But can one seriously ponder an artistic legacy built from goofs on computer nerds ("All About the Pentiums"), Star Wars("Yoda," "The Saga Begins") and processed-meat products ("My Bologna")?
Apparently so. "He's sort of got his own little world," said Julia Reines, an original fan who has passed her enthusiasm on to her young son. "I think because he's so intelligent in the way he uses words, he seeps into peoples' conscience . . . that it's so incredibly . . . beyond pop culture. It's parody on a whole other plane."
On that score, surely everyone can agree. And speaking of planes, "Weird Al" fans flew in from 13 states for the experience of taking snapshots of his high school cap and gown, pointing at the original single of "Another One Rides the Bus" (recorded live on Dr. Demento's KMET show in 1980) and admiring dozens of Yankovic's gaudiest Hawaiian shirts. And some went beyond: "Just today, we went to Al's boyhood home, his high school, his junior high, we did a full minitour of his background," enthused Cid Strickler, a local woman who organized out-of-town fans.
For Fred, a convenience-store manager from Chicago whose van is adorned with album covers and portraits, this was her 65th "Weird Al" show. She first discovered his "genius" in 1992, when a friend left a tape in her car. "I took a month off work for the Running With Scissors tour. Forty-eight shows." To illustrate her dedication, Fred pulled out a scrapbook containing dozens of photos taken at the various shows. "Remember the version of Peter and the Wolf he did with Wendy Carlos? I have the cover tattooed on my leg. Al signed it."

## List of tasks
**A.** Which song titles appear in quotation marks in the article on Weird Al fans?
**B.** Can you output, word for word, the part of the article on Weird Al fans that opens with the words containing "On that score, surely" and closes with "organized out-of-town fans."?
The data comes from a separate source and has nothing to do with the article on Weird Al fans.

## Study material
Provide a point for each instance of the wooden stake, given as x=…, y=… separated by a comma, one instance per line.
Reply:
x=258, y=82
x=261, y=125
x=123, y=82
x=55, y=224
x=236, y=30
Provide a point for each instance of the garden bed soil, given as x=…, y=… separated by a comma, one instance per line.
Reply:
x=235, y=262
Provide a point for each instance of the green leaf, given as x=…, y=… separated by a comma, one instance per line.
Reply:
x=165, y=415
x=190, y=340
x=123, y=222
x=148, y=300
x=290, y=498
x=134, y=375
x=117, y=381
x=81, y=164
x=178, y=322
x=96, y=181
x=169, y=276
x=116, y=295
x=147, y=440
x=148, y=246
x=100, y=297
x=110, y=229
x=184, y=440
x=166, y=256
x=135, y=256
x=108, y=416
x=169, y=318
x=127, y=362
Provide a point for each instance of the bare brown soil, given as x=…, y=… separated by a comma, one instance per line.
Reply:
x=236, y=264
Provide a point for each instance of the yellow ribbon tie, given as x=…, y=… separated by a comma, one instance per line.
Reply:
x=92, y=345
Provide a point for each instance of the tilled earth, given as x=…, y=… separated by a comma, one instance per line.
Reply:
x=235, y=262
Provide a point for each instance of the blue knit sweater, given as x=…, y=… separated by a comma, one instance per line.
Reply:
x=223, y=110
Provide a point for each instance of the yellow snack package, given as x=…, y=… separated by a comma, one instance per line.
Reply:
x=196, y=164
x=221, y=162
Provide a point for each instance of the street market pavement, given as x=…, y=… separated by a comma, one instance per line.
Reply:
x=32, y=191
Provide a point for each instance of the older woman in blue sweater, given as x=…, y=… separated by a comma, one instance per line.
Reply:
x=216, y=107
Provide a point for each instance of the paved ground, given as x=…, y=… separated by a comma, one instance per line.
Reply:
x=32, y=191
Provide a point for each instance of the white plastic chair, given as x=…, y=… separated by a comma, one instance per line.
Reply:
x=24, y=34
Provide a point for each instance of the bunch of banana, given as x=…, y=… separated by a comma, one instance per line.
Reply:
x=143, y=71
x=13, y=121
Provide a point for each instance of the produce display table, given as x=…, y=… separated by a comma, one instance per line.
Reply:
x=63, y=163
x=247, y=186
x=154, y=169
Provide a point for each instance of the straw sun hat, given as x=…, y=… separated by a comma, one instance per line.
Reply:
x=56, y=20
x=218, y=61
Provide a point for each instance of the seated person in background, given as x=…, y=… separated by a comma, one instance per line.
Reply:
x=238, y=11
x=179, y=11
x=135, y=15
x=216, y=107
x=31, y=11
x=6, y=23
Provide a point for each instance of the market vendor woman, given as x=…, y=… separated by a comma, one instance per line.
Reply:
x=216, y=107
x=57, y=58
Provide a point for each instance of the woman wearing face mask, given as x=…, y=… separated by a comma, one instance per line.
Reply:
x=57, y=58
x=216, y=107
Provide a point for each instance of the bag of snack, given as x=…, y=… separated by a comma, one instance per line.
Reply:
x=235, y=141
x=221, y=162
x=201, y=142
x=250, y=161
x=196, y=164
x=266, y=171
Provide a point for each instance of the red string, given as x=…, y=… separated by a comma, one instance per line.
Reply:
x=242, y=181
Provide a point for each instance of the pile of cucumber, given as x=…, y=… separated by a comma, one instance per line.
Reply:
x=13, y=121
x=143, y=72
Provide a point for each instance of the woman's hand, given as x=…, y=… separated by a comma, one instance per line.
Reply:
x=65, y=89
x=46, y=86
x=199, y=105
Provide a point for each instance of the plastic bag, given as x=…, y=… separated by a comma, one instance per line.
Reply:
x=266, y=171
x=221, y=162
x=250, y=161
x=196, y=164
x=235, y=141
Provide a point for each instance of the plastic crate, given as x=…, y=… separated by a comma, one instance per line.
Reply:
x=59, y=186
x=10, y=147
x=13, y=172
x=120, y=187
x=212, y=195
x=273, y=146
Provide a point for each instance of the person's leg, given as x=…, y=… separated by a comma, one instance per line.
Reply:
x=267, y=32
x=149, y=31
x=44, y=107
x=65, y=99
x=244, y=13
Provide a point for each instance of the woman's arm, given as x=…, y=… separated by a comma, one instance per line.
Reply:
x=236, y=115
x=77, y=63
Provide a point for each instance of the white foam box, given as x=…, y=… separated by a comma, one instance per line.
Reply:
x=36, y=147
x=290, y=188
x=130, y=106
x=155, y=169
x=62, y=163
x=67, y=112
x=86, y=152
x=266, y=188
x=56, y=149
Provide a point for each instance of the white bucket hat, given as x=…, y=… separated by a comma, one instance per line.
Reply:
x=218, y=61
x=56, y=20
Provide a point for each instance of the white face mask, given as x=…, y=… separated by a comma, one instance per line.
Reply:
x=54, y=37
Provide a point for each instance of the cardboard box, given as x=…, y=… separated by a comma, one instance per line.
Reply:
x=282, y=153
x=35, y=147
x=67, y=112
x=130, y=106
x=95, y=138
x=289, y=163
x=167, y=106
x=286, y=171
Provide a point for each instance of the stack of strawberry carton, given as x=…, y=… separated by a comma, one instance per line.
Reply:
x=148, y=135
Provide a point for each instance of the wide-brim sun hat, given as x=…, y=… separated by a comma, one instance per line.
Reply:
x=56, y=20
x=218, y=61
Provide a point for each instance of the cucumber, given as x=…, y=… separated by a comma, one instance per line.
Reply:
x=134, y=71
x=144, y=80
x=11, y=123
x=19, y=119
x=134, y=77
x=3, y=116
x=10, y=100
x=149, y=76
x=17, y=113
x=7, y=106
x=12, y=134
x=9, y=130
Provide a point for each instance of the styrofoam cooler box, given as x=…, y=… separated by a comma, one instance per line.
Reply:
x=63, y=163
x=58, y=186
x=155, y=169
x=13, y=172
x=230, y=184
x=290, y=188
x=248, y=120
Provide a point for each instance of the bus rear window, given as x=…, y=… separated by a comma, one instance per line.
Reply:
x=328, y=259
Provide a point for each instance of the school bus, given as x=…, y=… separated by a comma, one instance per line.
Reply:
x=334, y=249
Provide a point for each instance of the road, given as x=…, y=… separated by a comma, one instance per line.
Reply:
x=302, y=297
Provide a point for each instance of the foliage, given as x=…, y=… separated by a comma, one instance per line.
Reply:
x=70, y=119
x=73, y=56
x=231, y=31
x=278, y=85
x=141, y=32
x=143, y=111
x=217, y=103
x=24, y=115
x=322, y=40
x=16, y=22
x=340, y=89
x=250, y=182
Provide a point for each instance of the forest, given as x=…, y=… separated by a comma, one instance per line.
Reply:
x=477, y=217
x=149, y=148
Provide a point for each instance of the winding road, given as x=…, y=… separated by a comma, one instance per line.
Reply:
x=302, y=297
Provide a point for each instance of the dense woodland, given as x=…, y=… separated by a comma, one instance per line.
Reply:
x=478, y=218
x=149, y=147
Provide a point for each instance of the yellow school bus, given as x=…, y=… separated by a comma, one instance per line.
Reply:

## Expected outputs
**A.**
"All About the Pentiums"
"Yoda"
"The Saga Begins"
"My Bologna"
"Another One Rides the Bus"

**B.**
On that score, surely everyone can agree. And speaking of planes, "Weird Al" fans flew in from 13 states for the experience of taking snapshots of his high school cap and gown, pointing at the original single of "Another One Rides the Bus" (recorded live on Dr. Demento's KMET show in 1980) and admiring dozens of Yankovic's gaudiest Hawaiian shirts. And some went beyond: "Just today, we went to Al's boyhood home, his high school, his junior high, we did a full minitour of his background," enthused Cid Strickler, a local woman who organized out-of-town fans.